• _Consigne_
Reproduisez intégralement, s'il vous plaît, l'extrait d'entretien sur l'équipe nationale du Cameroun, sans en modifier un seul mot.

• _Extrait de page_

::::

Camfoot.com: Coach Nyonga, est-ce techniquement explicable que des joueurs, pris individuellement brillent en club, et en équipe nationale deviennent pratiquement transparents ?
Jules Frédéric Nyonga: Oui, c’est techniquement explicable. Vous dites bien qu’ils sont dans leur club, c’est-à-dire dans leur équipe. Il y a cette notion d’équipe, ça veut dire ce sont des mecs qui jouent ensemble, qui sont tout le temps ensemble, qui sont de fins complices. Tout notre contraire. L’équipe du Cameroun, je l’ai déjà dit, est beaucoup plus une sélection nationale qu’une équipe nationale. Aujourd’hui, on fait jouer tel groupe, le lendemain pour le match prochain, c’est tel autre groupe qui joue. Donc, les gens se rencontrent sur le stade. Il n’y a pas véritablement cette complicité entre les uns et les autres.
Vous savez, les équipes du Cameroun ont souvent été bâties avec quelques difficultés au départ, mais très rapidement, l’ossature s’est mise en place et, ce sont les mêmes qui jouent très souvent, à l’exception d’un ou de deux remplacements. Et ça fait quelque chose de souder, une sorte de complicité entre les différents joueurs de cette équipe-là. Ce qui n’est pas le cas à ce jour. Le match d’hier, par exemple, combien de nouveaux comptez-vous ? Il y en avait un bon nombre ! Il y avait un bon nombre de nouveaux joueurs arrivés dans cette équipe, qui n’ont jamais pratiquement joué avec Eto’o, ou avec les autres. Donc, c’est normal que le rendement des joueurs soit réduit, par rapport à ce qu’il produise dans leur équipe, qui est soudée, quelque chose qui a une âme ! Ce que, aujourd’hui, nous n’avons pas dans notre équipe des Lions indomptables. Je ne sais pas si c’est la faute de l’entraîneur, mais il faut dire que, ce n’est pas toujours facile de bâtir une équipe. Il faut la bâtir certes, et avoir la chance que ça tienne.

::::

• _Données fournies_

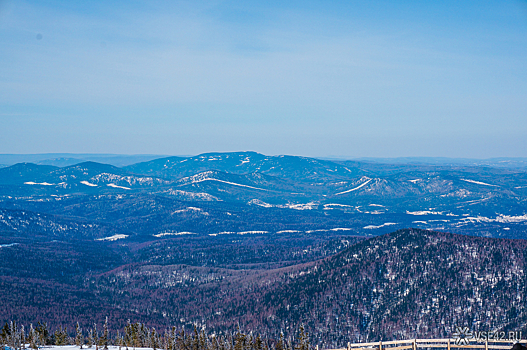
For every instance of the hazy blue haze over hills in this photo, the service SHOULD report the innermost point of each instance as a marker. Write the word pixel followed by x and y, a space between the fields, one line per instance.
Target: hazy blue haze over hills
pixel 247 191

::::

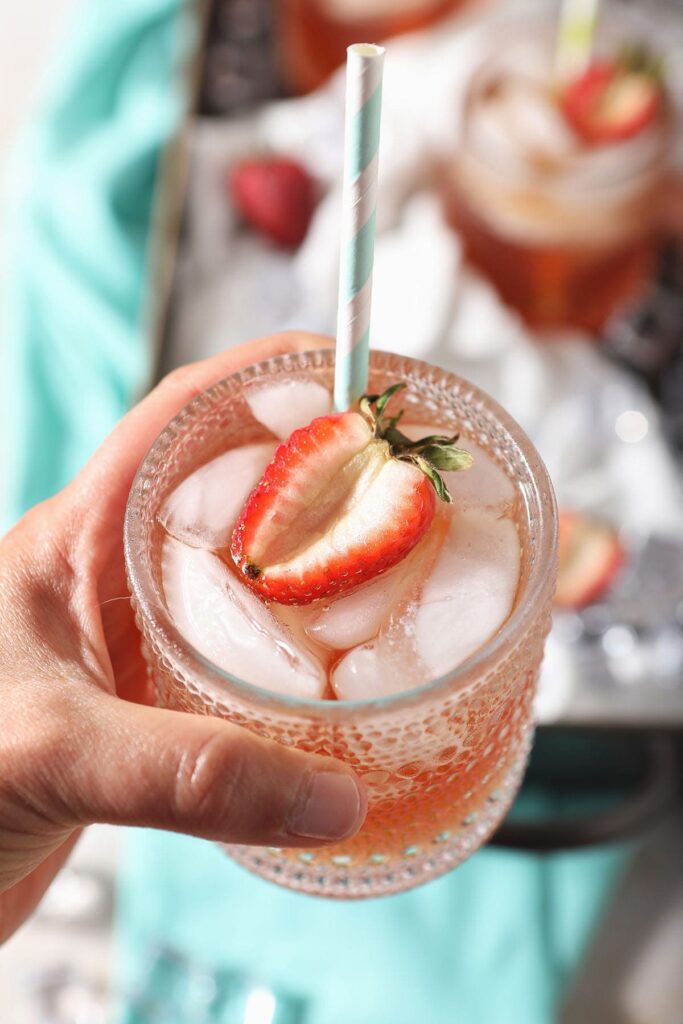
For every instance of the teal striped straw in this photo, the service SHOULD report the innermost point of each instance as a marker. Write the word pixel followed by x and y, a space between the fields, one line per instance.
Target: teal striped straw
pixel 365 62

::::

• _Réponse_
Camfoot.com: Coach Nyonga, est-ce techniquement explicable que des joueurs, pris individuellement brillent en club, et en équipe nationale deviennent pratiquement transparents ?
Jules Frédéric Nyonga: Oui, c’est techniquement explicable. Vous dites bien qu’ils sont dans leur club, c’est-à-dire dans leur équipe. Il y a cette notion d’équipe, ça veut dire ce sont des mecs qui jouent ensemble, qui sont tout le temps ensemble, qui sont de fins complices. Tout notre contraire. L’équipe du Cameroun, je l’ai déjà dit, est beaucoup plus une sélection nationale qu’une équipe nationale. Aujourd’hui, on fait jouer tel groupe, le lendemain pour le match prochain, c’est tel autre groupe qui joue. Donc, les gens se rencontrent sur le stade. Il n’y a pas véritablement cette complicité entre les uns et les autres.
Vous savez, les équipes du Cameroun ont souvent été bâties avec quelques difficultés au départ, mais très rapidement, l’ossature s’est mise en place et, ce sont les mêmes qui jouent très souvent, à l’exception d’un ou de deux remplacements. Et ça fait quelque chose de souder, une sorte de complicité entre les différents joueurs de cette équipe-là. Ce qui n’est pas le cas à ce jour. Le match d’hier, par exemple, combien de nouveaux comptez-vous ? Il y en avait un bon nombre ! Il y avait un bon nombre de nouveaux joueurs arrivés dans cette équipe, qui n’ont jamais pratiquement joué avec Eto’o, ou avec les autres. Donc, c’est normal que le rendement des joueurs soit réduit, par rapport à ce qu’il produise dans leur équipe, qui est soudée, quelque chose qui a une âme ! Ce que, aujourd’hui, nous n’avons pas dans notre équipe des Lions indomptables. Je ne sais pas si c’est la faute de l’entraîneur, mais il faut dire que, ce n’est pas toujours facile de bâtir une équipe. Il faut la bâtir certes, et avoir la chance que ça tienne.